-- What the exercise asks --
Arrange every line of the records below as a Markdown table, leaving out blank lines. Use a column named Row for the line number and a column named Line for the text.
^^^^^^^^
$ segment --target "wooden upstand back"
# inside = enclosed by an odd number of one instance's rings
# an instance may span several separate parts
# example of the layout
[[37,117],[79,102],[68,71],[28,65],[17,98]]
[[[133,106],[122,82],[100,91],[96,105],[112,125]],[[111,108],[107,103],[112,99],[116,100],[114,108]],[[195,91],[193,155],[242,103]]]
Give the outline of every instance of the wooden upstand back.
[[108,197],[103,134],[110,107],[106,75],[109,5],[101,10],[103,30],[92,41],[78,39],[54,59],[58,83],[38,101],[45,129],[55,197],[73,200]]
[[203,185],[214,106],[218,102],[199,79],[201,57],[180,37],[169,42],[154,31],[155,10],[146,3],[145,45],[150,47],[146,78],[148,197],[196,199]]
^^^^^^^^
-- Exercise output --
| Row | Line |
|---|---|
| 1 | $ segment --target "wooden upstand back" |
| 2 | # inside = enclosed by an odd number of one instance's rings |
| 3 | # an instance may span several separate parts |
| 4 | # example of the layout |
| 5 | [[37,117],[79,102],[68,71],[28,65],[17,98]] |
| 6 | [[[133,106],[122,82],[100,91],[96,105],[112,125]],[[111,108],[107,103],[112,99],[116,100],[114,108]],[[195,91],[193,155],[242,103]]] |
| 7 | Give the outline of every instance of the wooden upstand back. |
| 8 | [[108,197],[103,134],[110,107],[106,75],[109,5],[101,10],[103,30],[92,41],[78,39],[54,59],[58,83],[38,101],[45,129],[55,197],[73,200]] |
| 9 | [[203,185],[214,106],[218,102],[199,79],[201,57],[180,37],[169,42],[154,31],[155,10],[146,3],[145,45],[150,47],[146,78],[148,197],[196,199]] |